TEXTE DE LECTURE:
◇ ◇ ◇ ◇ ◇
France | France, Cour administrative d'appel de Bordeaux, 3ème chambre (formation à 3), 05 février 2013, 12BX01571


Vu la requête enregistrée le 20 juin 2012 sous forme de télécopie, régularisée par courrier le 21 juin 2012 présentée pour M. A...B...demeurant ...par la SCP Larroque Rey Rossi ;

M. B...demande à la cour :

1°) d'annuler le jugement n°1200029 en date du 21 mai 2012 par lequel le tribunal administratif de Toulouse a rejeté sa demande tendant à l'annulation de l'arrêté en date du 1er décembre 2011 par lequel le préfet de Tarn-et-Garonne a refusé de lui délivrer un titre de séjour, l'a obligé à quitter le territoire français dans un délai d'un mois et a fixé

comme pays de destination le pays dont il a la nationalité ;

2°) d'annuler l'arrê...
◇ ◇ ◇ ◇ ◇
Enregistrements à boîtes englobantes:
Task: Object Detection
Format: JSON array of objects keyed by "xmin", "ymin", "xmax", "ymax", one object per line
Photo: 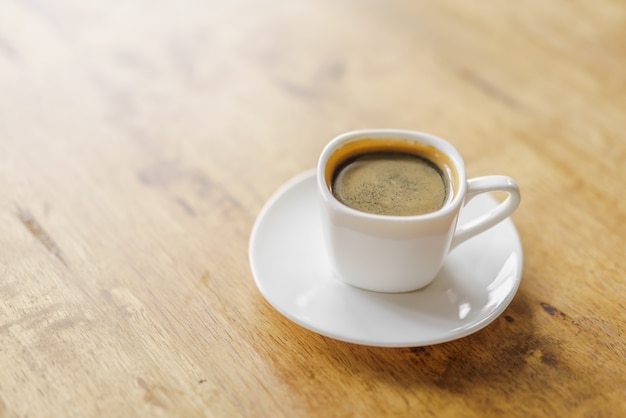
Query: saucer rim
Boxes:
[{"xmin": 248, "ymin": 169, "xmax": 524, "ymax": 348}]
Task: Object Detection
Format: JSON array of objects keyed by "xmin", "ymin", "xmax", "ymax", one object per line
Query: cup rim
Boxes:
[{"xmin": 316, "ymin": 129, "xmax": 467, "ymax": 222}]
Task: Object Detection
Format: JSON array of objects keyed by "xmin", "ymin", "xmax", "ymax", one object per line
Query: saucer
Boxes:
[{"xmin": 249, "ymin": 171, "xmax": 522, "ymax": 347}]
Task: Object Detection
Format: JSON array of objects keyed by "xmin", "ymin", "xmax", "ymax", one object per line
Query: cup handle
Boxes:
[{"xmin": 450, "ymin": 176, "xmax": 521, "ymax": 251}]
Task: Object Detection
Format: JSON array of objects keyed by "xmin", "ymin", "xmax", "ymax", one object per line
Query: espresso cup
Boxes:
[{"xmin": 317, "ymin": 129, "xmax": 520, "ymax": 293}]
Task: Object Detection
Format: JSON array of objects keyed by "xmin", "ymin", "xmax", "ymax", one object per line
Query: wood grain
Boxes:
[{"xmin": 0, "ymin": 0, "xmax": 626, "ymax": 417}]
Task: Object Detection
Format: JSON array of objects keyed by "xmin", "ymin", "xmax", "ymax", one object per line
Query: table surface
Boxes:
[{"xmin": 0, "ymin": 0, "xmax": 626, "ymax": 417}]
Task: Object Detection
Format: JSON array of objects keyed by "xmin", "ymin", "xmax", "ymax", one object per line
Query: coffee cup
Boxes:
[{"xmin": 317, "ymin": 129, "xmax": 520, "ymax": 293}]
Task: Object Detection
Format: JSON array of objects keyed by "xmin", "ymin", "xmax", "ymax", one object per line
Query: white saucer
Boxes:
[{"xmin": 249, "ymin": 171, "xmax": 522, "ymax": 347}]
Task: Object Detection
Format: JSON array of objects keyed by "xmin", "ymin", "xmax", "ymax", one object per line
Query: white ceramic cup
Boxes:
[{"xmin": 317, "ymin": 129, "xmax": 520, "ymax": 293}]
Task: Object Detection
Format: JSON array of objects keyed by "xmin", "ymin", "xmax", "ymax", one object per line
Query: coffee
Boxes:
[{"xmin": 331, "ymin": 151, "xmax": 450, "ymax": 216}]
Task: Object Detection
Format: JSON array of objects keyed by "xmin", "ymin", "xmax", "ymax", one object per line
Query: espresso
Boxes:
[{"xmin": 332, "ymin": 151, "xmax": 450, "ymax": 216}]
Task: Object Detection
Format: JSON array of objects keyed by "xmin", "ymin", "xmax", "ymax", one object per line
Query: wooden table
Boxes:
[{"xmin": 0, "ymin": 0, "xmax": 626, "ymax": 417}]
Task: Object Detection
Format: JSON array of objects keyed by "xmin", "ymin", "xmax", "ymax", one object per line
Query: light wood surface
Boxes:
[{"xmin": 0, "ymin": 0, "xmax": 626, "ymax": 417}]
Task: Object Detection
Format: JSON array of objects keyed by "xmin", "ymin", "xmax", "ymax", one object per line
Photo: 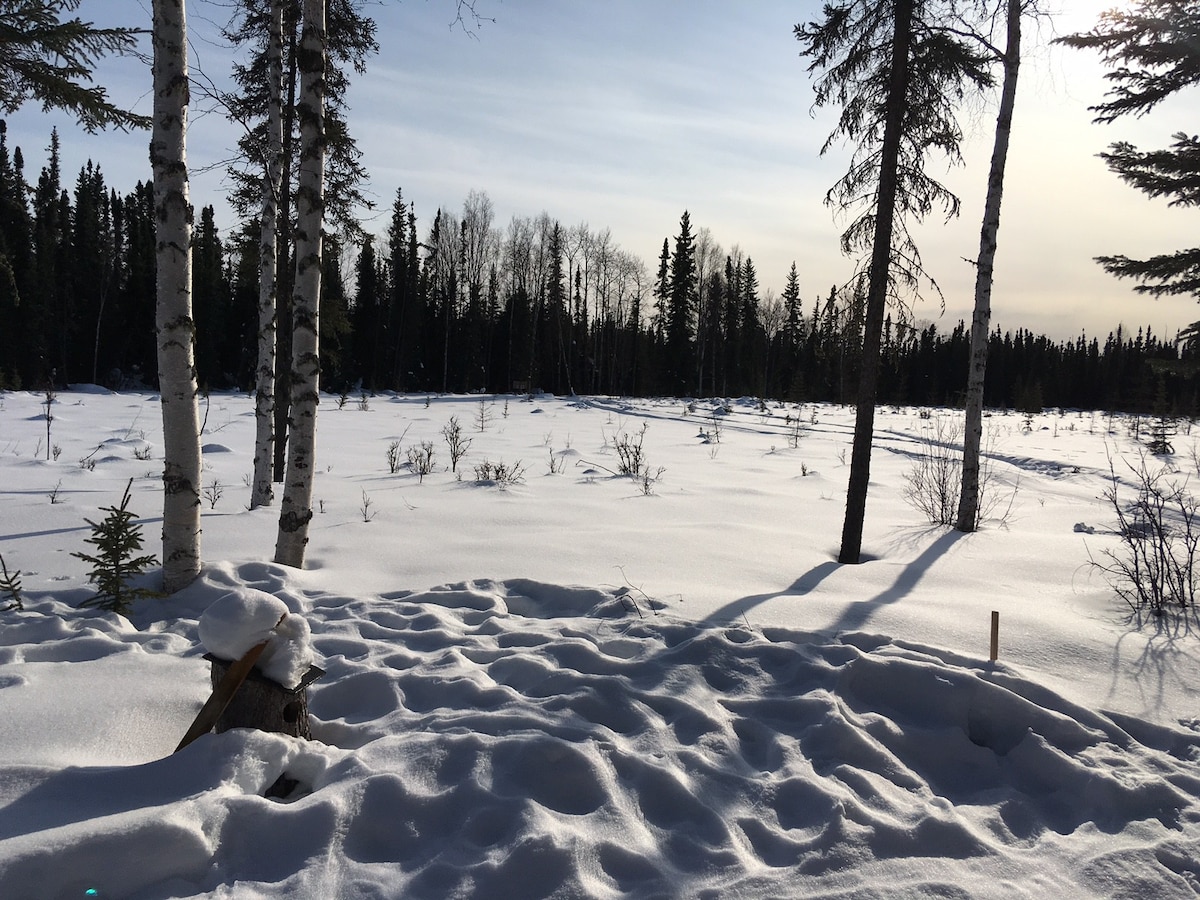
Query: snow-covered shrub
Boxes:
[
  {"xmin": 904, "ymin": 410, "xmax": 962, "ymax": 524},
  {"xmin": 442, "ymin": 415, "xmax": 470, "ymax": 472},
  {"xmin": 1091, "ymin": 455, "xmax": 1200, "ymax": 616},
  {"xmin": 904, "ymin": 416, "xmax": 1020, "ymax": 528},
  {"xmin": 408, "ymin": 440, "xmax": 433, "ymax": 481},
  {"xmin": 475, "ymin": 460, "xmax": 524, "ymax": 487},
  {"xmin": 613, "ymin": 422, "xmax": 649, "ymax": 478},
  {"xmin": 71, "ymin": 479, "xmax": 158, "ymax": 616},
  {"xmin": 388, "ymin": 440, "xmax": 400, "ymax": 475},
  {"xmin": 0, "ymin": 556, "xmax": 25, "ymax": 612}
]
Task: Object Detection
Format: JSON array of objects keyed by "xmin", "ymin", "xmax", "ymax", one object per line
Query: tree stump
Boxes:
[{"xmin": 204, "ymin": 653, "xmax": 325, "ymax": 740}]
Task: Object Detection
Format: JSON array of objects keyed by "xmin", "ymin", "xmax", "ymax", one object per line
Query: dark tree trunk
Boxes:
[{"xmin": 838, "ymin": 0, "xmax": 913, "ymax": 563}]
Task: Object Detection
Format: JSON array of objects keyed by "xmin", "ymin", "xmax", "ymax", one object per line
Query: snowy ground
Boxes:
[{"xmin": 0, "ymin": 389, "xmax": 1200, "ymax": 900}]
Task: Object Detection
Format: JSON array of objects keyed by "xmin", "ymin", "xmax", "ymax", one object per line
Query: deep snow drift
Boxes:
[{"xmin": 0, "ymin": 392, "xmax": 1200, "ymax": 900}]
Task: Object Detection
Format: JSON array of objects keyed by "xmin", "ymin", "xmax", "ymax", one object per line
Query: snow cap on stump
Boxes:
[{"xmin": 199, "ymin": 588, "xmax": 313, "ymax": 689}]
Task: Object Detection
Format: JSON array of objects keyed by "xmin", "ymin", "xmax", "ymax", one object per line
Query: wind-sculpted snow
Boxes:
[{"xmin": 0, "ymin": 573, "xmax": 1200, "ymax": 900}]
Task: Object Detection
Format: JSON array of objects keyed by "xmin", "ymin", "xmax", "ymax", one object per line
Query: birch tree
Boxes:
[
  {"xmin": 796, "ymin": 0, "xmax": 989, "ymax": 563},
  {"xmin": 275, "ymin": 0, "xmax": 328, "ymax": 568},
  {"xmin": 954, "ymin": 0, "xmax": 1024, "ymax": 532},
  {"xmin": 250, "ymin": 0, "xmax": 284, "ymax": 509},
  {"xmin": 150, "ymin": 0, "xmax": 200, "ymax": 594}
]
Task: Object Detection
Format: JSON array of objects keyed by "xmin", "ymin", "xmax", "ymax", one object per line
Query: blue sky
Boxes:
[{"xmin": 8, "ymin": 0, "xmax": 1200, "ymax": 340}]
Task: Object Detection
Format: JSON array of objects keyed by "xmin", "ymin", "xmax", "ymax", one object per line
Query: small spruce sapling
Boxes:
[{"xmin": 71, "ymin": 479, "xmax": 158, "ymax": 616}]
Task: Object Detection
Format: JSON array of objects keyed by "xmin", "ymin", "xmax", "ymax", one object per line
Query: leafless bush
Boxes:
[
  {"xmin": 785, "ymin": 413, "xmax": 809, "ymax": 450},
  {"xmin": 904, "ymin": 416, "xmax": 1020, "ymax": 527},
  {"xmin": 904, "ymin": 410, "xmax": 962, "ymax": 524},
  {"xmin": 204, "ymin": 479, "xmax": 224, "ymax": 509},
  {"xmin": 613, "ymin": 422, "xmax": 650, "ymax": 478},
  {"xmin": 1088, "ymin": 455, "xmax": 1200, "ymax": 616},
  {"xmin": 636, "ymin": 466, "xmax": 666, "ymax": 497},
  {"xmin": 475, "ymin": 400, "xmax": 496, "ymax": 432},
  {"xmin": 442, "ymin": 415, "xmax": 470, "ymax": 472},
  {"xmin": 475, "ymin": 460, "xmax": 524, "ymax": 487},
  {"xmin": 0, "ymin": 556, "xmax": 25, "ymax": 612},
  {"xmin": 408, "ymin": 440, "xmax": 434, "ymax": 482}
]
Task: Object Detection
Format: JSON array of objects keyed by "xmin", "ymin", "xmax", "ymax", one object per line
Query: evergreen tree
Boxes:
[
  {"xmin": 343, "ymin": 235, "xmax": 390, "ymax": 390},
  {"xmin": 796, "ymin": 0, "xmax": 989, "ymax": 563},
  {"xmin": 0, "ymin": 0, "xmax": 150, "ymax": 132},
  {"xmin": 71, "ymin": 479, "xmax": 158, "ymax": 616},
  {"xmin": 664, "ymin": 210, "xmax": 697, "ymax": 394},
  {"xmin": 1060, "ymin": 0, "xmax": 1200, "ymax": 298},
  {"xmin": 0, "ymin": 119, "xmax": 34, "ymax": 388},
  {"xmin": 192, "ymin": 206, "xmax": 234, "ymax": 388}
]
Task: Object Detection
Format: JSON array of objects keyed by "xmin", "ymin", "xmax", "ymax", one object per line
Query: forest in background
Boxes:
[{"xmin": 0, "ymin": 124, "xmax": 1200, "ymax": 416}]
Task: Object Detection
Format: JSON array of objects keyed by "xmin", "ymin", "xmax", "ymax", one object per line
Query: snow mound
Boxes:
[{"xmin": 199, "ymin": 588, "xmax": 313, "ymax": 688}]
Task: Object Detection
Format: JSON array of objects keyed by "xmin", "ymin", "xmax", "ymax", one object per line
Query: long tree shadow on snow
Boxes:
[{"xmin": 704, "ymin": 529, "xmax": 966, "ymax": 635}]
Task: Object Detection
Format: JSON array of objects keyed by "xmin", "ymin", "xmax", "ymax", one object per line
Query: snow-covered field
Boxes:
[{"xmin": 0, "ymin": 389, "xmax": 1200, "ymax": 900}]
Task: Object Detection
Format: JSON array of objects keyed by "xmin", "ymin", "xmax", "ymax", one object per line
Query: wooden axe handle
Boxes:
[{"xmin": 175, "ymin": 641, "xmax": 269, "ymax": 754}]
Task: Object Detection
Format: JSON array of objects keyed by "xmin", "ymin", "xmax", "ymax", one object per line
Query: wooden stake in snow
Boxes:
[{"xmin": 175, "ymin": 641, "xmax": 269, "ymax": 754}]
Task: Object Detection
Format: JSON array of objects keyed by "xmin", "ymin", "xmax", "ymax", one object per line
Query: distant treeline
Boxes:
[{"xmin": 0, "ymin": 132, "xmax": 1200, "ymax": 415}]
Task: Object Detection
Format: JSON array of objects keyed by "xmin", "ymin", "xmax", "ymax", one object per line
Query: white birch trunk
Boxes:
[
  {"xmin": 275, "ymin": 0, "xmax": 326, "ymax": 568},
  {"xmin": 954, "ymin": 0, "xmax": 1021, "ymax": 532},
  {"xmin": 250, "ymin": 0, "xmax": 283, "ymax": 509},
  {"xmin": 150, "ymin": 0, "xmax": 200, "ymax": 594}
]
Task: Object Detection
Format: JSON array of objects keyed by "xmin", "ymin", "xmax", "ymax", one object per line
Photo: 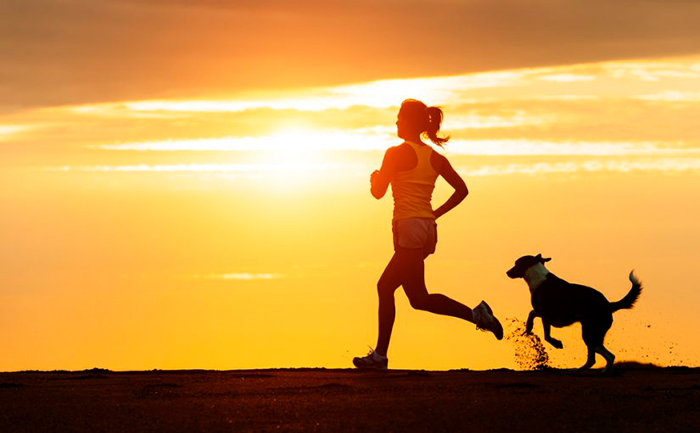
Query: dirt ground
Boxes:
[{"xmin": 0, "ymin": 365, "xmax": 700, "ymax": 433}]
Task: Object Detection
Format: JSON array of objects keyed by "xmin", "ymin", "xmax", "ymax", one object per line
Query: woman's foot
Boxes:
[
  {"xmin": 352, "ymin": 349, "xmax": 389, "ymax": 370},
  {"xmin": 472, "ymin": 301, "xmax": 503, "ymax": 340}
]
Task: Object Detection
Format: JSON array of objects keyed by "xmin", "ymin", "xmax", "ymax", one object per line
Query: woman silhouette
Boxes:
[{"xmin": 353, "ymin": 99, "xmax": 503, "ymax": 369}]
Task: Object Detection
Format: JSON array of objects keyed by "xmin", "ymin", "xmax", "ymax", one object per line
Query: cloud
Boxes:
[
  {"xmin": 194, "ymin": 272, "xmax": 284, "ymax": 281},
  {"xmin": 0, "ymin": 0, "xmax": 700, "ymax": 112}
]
◇ ◇ ◇ ◇ ◇
CONSIGNE: Dans le texte sur l'arrêt de la cour administrative d'appel de Bordeaux, quel tribunal a rendu le jugement n°1200029 du 21 mai 2012 ?

TÂCHE RÉALISÉE: Le tribunal administratif de Toulouse.